■ **YOUR OBJECTIVE**: Reproduce all lines of the listing below in which the word "dish" occurs.

■ **DATA**:
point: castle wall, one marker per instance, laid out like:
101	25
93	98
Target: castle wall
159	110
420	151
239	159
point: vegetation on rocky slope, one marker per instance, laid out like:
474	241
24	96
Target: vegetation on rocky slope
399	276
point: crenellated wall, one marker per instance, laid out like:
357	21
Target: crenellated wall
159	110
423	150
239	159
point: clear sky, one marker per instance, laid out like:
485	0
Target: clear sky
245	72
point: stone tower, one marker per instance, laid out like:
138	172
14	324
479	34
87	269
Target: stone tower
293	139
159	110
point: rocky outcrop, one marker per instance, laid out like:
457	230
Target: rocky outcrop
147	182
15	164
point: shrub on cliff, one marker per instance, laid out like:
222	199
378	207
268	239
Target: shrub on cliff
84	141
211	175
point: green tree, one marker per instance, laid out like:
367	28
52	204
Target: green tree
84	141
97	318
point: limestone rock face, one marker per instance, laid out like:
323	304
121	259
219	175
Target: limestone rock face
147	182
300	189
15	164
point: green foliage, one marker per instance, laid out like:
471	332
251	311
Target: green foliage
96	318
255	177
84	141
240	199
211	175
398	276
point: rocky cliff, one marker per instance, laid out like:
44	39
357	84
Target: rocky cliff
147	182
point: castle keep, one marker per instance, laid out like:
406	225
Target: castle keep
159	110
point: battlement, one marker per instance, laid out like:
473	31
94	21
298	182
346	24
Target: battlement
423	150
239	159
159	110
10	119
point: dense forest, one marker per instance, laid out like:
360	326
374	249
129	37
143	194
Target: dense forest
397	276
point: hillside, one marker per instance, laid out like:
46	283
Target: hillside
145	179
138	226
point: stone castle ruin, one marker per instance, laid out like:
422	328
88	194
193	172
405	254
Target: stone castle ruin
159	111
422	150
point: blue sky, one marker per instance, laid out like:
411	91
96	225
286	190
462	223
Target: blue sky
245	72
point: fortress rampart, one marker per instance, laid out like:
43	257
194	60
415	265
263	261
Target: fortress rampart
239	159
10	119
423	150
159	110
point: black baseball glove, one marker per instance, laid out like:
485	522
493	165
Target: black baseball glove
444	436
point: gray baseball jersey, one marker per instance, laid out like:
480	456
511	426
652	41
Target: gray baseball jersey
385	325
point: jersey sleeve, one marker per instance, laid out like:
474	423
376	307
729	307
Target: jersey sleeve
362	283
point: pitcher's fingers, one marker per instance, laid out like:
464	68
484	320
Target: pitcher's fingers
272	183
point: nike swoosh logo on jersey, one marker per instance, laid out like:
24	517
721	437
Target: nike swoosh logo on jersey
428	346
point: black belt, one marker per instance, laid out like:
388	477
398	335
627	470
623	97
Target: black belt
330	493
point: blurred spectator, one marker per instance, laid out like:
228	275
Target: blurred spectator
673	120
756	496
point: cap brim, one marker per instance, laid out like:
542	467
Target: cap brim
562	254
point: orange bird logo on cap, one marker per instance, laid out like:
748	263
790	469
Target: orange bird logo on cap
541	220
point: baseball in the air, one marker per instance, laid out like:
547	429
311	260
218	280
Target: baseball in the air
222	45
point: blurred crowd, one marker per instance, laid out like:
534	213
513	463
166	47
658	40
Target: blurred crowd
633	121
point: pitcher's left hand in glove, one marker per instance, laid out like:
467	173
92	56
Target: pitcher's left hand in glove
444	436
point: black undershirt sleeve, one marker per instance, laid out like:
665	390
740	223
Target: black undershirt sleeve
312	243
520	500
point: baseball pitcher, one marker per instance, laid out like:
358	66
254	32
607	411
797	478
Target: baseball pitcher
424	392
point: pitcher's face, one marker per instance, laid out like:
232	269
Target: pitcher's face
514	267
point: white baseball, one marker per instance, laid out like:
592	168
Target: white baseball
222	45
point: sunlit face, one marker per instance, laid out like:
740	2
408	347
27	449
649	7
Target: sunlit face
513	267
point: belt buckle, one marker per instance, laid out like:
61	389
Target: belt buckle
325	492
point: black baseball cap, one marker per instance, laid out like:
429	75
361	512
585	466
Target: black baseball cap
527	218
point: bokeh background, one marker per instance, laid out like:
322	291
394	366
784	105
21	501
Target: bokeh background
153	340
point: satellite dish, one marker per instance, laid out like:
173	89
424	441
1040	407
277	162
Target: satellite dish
--
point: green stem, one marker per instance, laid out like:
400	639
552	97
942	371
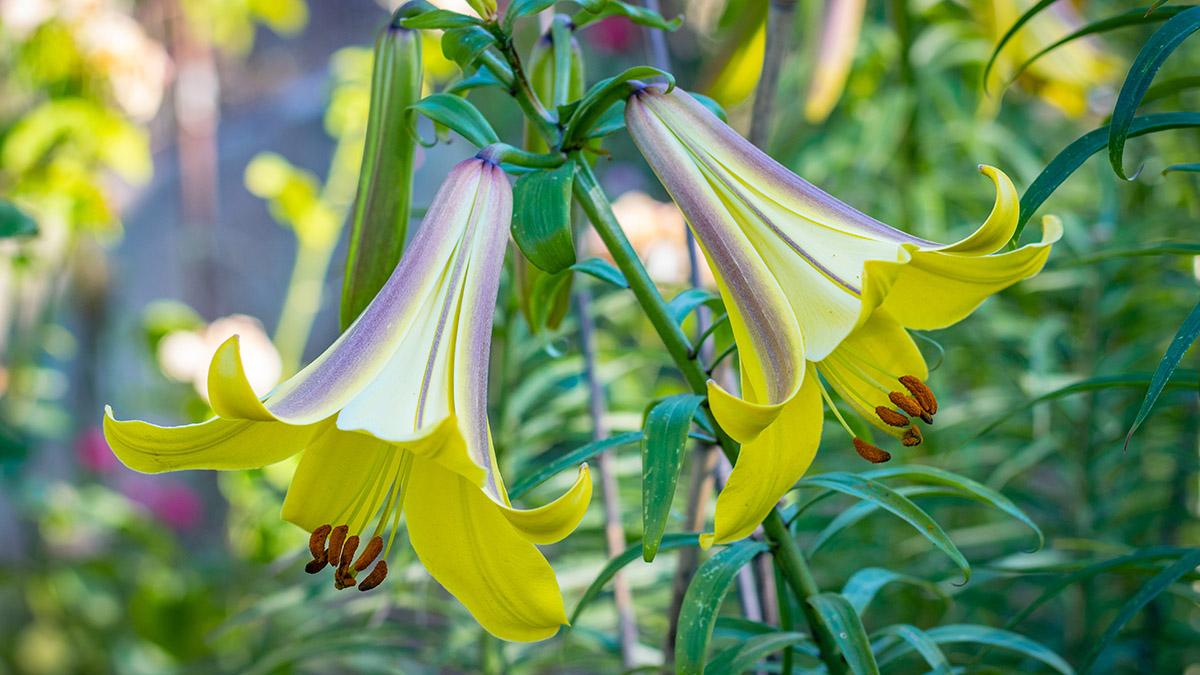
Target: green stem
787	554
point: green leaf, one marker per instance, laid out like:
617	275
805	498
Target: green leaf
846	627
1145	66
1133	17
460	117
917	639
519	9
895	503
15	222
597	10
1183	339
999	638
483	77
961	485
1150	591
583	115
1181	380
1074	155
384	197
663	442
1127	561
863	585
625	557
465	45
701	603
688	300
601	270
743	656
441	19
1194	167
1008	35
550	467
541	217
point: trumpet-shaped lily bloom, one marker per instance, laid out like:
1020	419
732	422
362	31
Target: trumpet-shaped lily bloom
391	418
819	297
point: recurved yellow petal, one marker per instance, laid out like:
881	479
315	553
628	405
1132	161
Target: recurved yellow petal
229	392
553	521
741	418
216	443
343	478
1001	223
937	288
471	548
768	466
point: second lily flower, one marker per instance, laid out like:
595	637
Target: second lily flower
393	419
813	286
==
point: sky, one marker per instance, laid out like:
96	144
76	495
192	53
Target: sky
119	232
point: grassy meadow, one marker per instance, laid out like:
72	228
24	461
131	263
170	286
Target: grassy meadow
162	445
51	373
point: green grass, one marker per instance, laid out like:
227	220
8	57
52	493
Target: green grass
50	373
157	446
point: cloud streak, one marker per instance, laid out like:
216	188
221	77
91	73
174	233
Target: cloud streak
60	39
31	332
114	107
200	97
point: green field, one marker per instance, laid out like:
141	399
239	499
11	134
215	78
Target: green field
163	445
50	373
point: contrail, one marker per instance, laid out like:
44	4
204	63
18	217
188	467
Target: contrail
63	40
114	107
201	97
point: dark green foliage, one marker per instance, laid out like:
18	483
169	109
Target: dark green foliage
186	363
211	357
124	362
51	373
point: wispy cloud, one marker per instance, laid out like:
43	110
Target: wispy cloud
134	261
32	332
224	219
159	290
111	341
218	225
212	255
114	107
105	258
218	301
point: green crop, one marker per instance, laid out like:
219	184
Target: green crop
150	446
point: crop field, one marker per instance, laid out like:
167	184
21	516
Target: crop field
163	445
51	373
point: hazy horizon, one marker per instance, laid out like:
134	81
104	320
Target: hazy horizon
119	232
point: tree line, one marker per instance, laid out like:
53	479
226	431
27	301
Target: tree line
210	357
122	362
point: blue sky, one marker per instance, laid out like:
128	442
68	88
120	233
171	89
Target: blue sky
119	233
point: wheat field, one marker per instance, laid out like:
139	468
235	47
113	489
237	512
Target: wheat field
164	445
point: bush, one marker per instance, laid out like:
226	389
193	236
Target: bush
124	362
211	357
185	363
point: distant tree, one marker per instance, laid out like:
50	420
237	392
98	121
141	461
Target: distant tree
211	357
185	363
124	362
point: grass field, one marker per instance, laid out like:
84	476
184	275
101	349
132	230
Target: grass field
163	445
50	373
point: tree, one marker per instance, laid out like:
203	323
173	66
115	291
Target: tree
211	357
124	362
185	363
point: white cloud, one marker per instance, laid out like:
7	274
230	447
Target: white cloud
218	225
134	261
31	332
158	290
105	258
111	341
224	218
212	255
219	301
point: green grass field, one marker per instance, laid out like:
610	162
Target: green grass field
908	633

■ **EXERCISE RESULT**:
point: satellite dish, one marker per instance, laid out like:
Target: satellite dish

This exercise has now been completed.